* ÉNONCÉ DU PROBLÈME:
Dites si chacune des affirmations suivantes concorde avec le texte sur les élections en Ukraine, en répondant par oui ou par non et en citant les mots du texte qui tranchent. 1. D’après le rapport d’Opora, des élections nationales pourraient avoir lieu trois mois après la fin de l’état d’urgence. 2. Les bâtiments utilisés comme bureaux de vote sont le plus souvent des écoles. 3. Kyïv a signé les accords de Minsk de son plein gré.

* TEXTE À LIRE:
Un rapport publié en janvier 2025 par le groupe ukrainien réputé d’observation des élections, Opora (Base), indique que les scrutins nationaux ne seraient possibles qu’au moins six mois après la fin de l’état d’urgence. En fait, elles pourraient même devoir avoir lieu jusqu’à un an après la fin des combats. Dès 2023, les dirigeants de la Verkhovna Rada étaient parvenus à la conclusion qu’une nouvelle loi électorale devrait être adoptée pour tenir compte de tous les changements conséquents que l’Ukraine a connus depuis le début de la guerre en 2022 et qu’elle pourrait encore connaître avant la fin de celle-ci.

Les appels récents à un renouvellement politique rapide au sommet de l’Ukraine sont donc prématurés et naïfs, au mieux, ou manipulateurs et subversifs, au pire. L’invasion à grande échelle de la Russie, avec des combats constants à l’est et des raids aériens dans tout le pays, a rendu impossible la tenue d’élections ordonnées tant que la guerre se poursuit. Le 20 février 2025, une déclaration publique des ONG ukrainiennes initiée par Opora affirme : « L’instabilité de la situation sécuritaire, la menace de bombardements, d’attaques terroristes et de sabotages, ainsi que le minage à grande échelle des territoires créent des obstacles importants à toutes les étapes du processus électoral. »

L’agression de la Russie depuis 2022 a déplacé des millions de citoyens ukrainiens à l’intérieur et à l’extérieur de l’Ukraine. La nouvelle situation démographique exigerait de nouvelles formes de vote, une mise à jour du registre des électeurs ukrainiens et la création d’un grand nombre de bureaux de vote à l’étranger. En Ukraine, les bombardements russes sur les localités ukrainiennes et leurs diverses répercussions ont détruit une partie de l’infrastructure électorale ukrainienne, y compris les bâtiments, le plus souvent des écoles, utilisés comme bureaux de vote. Néanmoins, le Kremlin a réussi, au cours des deux dernières années, à faire d’un prétendu manque de représentation démocratique au sein des dirigeants ukrainiens un thème saillant parmi divers publics à travers le monde dans les discussions sur les moyens de mettre fin à la guerre russo-ukrainienne.

Les demandes manipulatrices de la Russie pour les élections

Depuis 2023, les politiciens et les influenceurs russes et pro-russes ont exigé à plusieurs reprises que l’Ukraine organise des élections nationales dans des conditions de guerre totale. En insistant sur cette proposition et en la diffusant, Moscou réitère une stratégie qu’elle a commencé à utiliser en 2014, au début de son intervention secrète dans le bassin du Donets (Donbass) en Ukraine continentale. En 2014-2021, Moscou et ses collaborateurs ont utilisé les accords de Minsk, signés par Kyïv sous la contrainte, pour exiger que l’Ukraine organise des élections régionales et locales dans les soi-disant républiques populaires de Donetsk et de Louhansk.

* JEU DE DONNÉES:
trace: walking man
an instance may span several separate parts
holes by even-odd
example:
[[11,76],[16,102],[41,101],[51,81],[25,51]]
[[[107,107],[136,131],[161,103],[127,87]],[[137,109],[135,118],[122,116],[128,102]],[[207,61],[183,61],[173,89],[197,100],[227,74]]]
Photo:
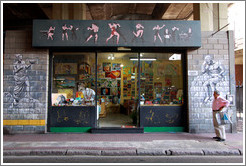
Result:
[[214,130],[215,130],[216,137],[213,137],[213,139],[216,139],[216,141],[222,142],[225,141],[226,139],[225,125],[221,125],[218,123],[216,115],[219,114],[224,107],[228,107],[229,103],[230,102],[228,100],[220,96],[220,92],[218,90],[214,91],[214,100],[213,100],[212,109],[213,109],[213,123],[214,123]]

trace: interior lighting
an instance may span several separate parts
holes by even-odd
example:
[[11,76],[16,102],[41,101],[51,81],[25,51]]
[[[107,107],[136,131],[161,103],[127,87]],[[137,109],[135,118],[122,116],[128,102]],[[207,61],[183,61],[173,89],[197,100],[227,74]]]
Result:
[[[130,58],[131,61],[138,61],[138,58]],[[156,58],[140,58],[140,61],[156,61]]]
[[174,60],[181,60],[181,54],[173,54],[172,56],[169,57],[170,61]]

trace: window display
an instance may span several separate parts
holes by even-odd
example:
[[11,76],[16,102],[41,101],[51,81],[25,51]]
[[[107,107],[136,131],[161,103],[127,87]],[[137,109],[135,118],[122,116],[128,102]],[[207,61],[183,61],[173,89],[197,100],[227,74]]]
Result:
[[95,106],[95,53],[54,54],[52,106]]
[[[141,55],[140,104],[182,104],[183,72],[181,54],[141,53]],[[172,58],[172,55],[175,55],[176,59]]]

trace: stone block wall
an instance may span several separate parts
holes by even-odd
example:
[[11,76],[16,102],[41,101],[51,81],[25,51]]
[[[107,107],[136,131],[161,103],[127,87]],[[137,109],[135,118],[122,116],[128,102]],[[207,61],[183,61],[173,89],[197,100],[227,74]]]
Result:
[[[229,40],[226,31],[212,35],[213,32],[202,32],[202,47],[187,52],[188,68],[188,116],[190,133],[214,132],[212,118],[213,90],[221,92],[221,96],[231,92],[230,88],[230,56]],[[213,65],[203,71],[205,57],[211,58]],[[217,71],[216,71],[217,70]],[[223,74],[220,71],[224,70]],[[217,73],[216,73],[217,72]],[[232,117],[236,114],[229,107]],[[233,118],[233,123],[235,122]],[[231,132],[231,125],[226,125],[226,131]]]
[[4,131],[44,133],[48,105],[48,50],[32,48],[32,31],[6,31],[3,56]]

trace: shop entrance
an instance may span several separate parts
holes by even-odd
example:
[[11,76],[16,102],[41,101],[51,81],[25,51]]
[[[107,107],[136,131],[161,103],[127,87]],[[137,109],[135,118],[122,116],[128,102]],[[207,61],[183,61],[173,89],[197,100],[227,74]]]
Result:
[[138,54],[104,52],[97,59],[98,127],[137,127]]
[[182,57],[158,52],[53,52],[48,131],[183,131]]

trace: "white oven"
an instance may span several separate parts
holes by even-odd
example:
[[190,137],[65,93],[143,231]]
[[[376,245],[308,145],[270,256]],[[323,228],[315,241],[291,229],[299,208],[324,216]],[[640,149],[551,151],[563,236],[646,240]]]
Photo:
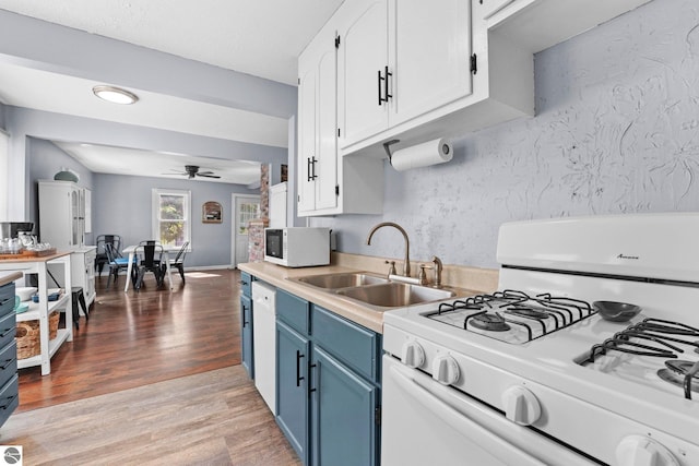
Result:
[[699,465],[698,237],[698,214],[503,225],[497,292],[384,314],[381,464]]

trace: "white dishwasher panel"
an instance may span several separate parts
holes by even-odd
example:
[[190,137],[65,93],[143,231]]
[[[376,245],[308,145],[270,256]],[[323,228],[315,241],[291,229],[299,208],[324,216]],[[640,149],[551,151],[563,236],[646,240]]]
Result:
[[276,288],[252,282],[252,350],[254,386],[276,415]]

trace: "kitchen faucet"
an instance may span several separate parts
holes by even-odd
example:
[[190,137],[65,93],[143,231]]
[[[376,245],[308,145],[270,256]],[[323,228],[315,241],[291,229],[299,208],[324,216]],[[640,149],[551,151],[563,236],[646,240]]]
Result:
[[393,222],[382,222],[376,225],[374,228],[371,228],[371,231],[369,231],[369,236],[367,237],[367,244],[369,246],[371,244],[371,237],[374,236],[376,230],[378,230],[381,227],[393,227],[398,229],[401,234],[403,234],[403,238],[405,239],[405,262],[403,262],[403,276],[410,277],[411,276],[411,256],[410,256],[411,243],[410,243],[410,240],[407,239],[407,234],[405,232],[403,227],[401,227],[399,224],[394,224]]

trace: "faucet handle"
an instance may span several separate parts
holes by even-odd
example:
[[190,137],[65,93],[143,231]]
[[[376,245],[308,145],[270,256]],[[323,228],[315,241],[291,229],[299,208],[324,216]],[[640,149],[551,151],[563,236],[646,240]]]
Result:
[[443,265],[441,263],[441,260],[436,255],[433,255],[433,266],[431,266],[431,268],[435,270],[435,280],[434,280],[435,283],[434,283],[434,286],[435,286],[435,288],[441,288],[441,271],[443,268]]
[[431,265],[419,264],[419,272],[417,273],[417,280],[420,285],[427,285],[427,274],[425,268],[433,268]]

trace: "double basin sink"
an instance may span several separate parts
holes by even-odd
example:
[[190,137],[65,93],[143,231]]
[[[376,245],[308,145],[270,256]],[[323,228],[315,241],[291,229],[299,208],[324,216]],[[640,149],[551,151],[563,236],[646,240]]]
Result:
[[310,275],[291,279],[333,292],[337,297],[359,301],[378,311],[440,301],[458,295],[453,289],[392,282],[387,277],[365,272]]

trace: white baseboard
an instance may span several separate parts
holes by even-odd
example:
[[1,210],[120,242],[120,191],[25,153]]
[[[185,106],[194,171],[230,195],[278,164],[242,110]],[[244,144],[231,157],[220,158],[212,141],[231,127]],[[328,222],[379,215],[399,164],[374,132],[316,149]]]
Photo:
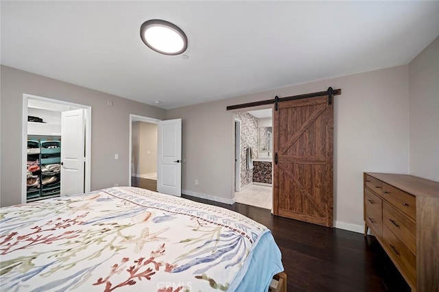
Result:
[[235,198],[233,199],[226,199],[224,197],[217,197],[208,194],[203,194],[200,193],[195,193],[191,191],[187,190],[181,190],[181,193],[183,195],[187,195],[192,197],[200,197],[201,199],[210,199],[211,201],[217,202],[219,203],[228,204],[229,205],[233,205],[235,204]]
[[253,185],[254,186],[273,186],[273,185],[272,184],[267,184],[265,182],[253,182]]
[[351,223],[342,222],[340,221],[334,221],[334,227],[344,230],[353,231],[354,232],[364,233],[364,226],[353,224]]
[[248,184],[246,184],[245,186],[243,186],[241,187],[241,191],[244,191],[246,188],[248,188],[249,186],[252,186],[253,185],[253,182],[250,182]]

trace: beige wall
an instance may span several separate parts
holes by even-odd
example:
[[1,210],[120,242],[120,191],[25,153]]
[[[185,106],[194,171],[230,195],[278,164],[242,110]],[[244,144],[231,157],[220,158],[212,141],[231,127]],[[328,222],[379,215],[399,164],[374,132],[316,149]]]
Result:
[[157,129],[152,123],[132,123],[131,173],[134,176],[157,172]]
[[410,173],[439,182],[439,37],[409,64]]
[[162,119],[165,110],[5,66],[1,70],[1,206],[21,203],[23,93],[91,106],[91,189],[128,184],[130,114]]
[[157,124],[140,122],[139,174],[157,172]]
[[168,119],[183,121],[183,193],[233,201],[233,122],[227,106],[329,86],[342,88],[334,101],[335,224],[361,232],[363,171],[409,173],[407,65],[168,110]]
[[131,125],[131,175],[137,176],[140,172],[140,122]]

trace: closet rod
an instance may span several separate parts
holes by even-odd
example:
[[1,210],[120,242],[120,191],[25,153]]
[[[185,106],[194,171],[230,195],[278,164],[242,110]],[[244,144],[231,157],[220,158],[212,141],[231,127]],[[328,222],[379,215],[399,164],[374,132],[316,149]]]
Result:
[[[323,95],[330,95],[330,90],[332,90],[332,95],[340,95],[342,94],[341,89],[332,89],[332,87],[329,87],[327,90],[320,91],[318,93],[307,93],[305,95],[293,95],[287,97],[278,98],[278,102],[286,101],[287,100],[300,99],[303,98],[317,97]],[[234,106],[228,106],[227,110],[237,110],[239,108],[251,108],[253,106],[265,106],[267,104],[272,104],[276,102],[276,99],[261,100],[260,101],[248,102],[247,104],[235,104]]]

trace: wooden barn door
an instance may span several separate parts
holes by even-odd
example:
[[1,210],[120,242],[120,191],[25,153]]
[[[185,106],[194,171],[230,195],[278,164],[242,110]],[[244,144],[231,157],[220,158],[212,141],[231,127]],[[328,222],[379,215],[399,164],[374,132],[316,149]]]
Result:
[[281,101],[273,112],[274,215],[332,227],[333,109],[328,95]]

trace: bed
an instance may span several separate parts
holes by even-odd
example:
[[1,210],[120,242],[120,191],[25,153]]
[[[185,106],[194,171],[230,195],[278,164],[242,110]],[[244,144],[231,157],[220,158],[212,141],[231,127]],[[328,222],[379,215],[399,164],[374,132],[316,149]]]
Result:
[[266,291],[283,271],[263,225],[134,187],[0,208],[0,262],[2,291]]

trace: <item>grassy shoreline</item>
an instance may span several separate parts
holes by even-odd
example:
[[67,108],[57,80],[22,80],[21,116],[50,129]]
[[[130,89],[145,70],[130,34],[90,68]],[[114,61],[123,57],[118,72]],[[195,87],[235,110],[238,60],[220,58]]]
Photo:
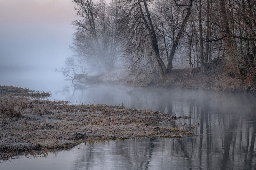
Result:
[[[47,153],[82,142],[193,135],[176,128],[158,126],[160,122],[188,117],[123,105],[74,105],[31,99],[26,97],[31,96],[27,89],[0,86],[0,159],[19,153]],[[38,96],[45,94],[36,93]]]

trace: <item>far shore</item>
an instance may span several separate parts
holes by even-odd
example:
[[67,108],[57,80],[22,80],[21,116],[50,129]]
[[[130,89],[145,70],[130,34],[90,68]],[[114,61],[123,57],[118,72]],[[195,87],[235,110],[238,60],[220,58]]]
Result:
[[74,105],[34,98],[50,95],[0,85],[0,160],[22,153],[47,153],[83,142],[193,135],[190,131],[159,125],[162,122],[190,118],[187,116],[123,105]]

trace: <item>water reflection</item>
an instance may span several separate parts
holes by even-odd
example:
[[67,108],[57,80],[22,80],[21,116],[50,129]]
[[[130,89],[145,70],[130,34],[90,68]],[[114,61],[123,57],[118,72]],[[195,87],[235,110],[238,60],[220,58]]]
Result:
[[52,80],[44,82],[46,85],[39,89],[37,86],[44,84],[40,81],[28,80],[36,82],[34,87],[30,85],[32,87],[26,86],[24,81],[21,85],[20,82],[15,85],[50,91],[52,93],[51,100],[66,100],[75,104],[124,103],[129,108],[189,116],[191,119],[159,125],[189,130],[193,129],[196,136],[180,139],[145,138],[86,144],[49,155],[47,159],[30,159],[23,156],[19,159],[0,164],[1,170],[32,169],[34,167],[44,169],[46,165],[48,169],[77,170],[252,169],[256,167],[256,98],[253,95],[73,84]]

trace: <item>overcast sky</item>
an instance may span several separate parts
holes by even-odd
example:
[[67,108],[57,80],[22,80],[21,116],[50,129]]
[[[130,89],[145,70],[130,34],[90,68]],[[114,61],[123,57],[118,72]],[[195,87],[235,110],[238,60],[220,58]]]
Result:
[[72,0],[0,0],[0,65],[63,66],[73,54],[74,6]]

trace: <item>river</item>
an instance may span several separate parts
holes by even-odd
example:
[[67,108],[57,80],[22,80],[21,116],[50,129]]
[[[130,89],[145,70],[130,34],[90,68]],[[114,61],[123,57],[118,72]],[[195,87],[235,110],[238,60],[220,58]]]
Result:
[[[0,169],[252,169],[256,168],[256,98],[229,93],[72,84],[47,68],[0,69],[0,85],[51,91],[51,100],[120,105],[191,118],[160,123],[191,130],[180,139],[143,138],[82,143],[46,157],[21,155]],[[8,71],[6,70],[10,70]]]

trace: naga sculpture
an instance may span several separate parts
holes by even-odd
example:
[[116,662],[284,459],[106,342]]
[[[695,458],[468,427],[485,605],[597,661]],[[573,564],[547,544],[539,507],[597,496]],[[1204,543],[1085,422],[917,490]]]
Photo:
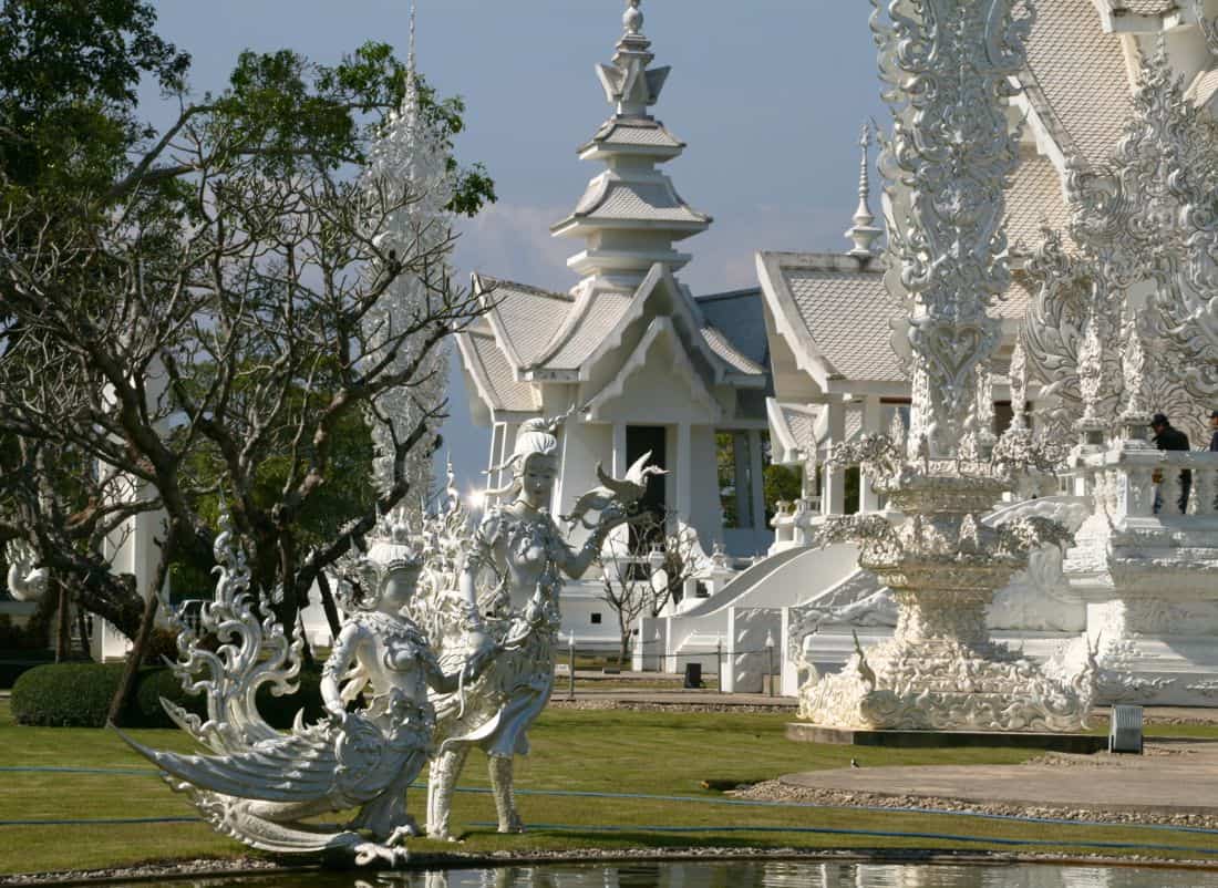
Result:
[[432,838],[451,838],[452,793],[471,747],[490,759],[499,832],[523,831],[512,791],[513,758],[527,754],[529,727],[554,686],[561,574],[582,576],[609,531],[628,520],[627,507],[618,498],[598,501],[599,519],[582,547],[568,546],[548,512],[558,475],[554,432],[560,421],[531,419],[521,425],[513,454],[501,467],[512,469],[513,481],[490,491],[508,502],[488,509],[458,577],[460,607],[449,613],[476,610],[481,616],[475,626],[449,624],[442,657],[471,650],[475,661],[490,653],[495,659],[464,693],[435,699],[440,747],[428,784]]
[[24,540],[10,540],[5,548],[9,562],[9,594],[18,602],[37,602],[46,594],[50,574],[46,568],[34,566],[38,554]]
[[[245,555],[227,519],[222,525],[214,601],[203,607],[197,631],[178,622],[183,659],[173,666],[186,691],[206,694],[207,717],[162,700],[212,754],[160,752],[123,738],[217,831],[253,848],[348,853],[361,864],[404,860],[403,839],[419,832],[406,791],[432,750],[428,688],[452,692],[475,676],[473,663],[463,664],[464,675],[443,672],[404,613],[421,560],[397,547],[392,558],[356,563],[358,579],[345,583],[347,619],[322,674],[329,719],[304,725],[297,715],[280,733],[258,713],[256,693],[264,685],[276,694],[297,689],[302,644],[287,640],[266,602],[255,602]],[[214,652],[200,643],[208,635],[220,642]],[[361,696],[363,704],[348,710]],[[306,822],[352,808],[358,814],[346,826]]]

* CORRIGÉ:
1. Non : « ne seraient possibles qu’au moins six mois après la fin de l’état d’urgence ».
2. Oui : « les bâtiments, le plus souvent des écoles, utilisés comme bureaux de vote ».
3. Non : « signés par Kyïv sous la contrainte ».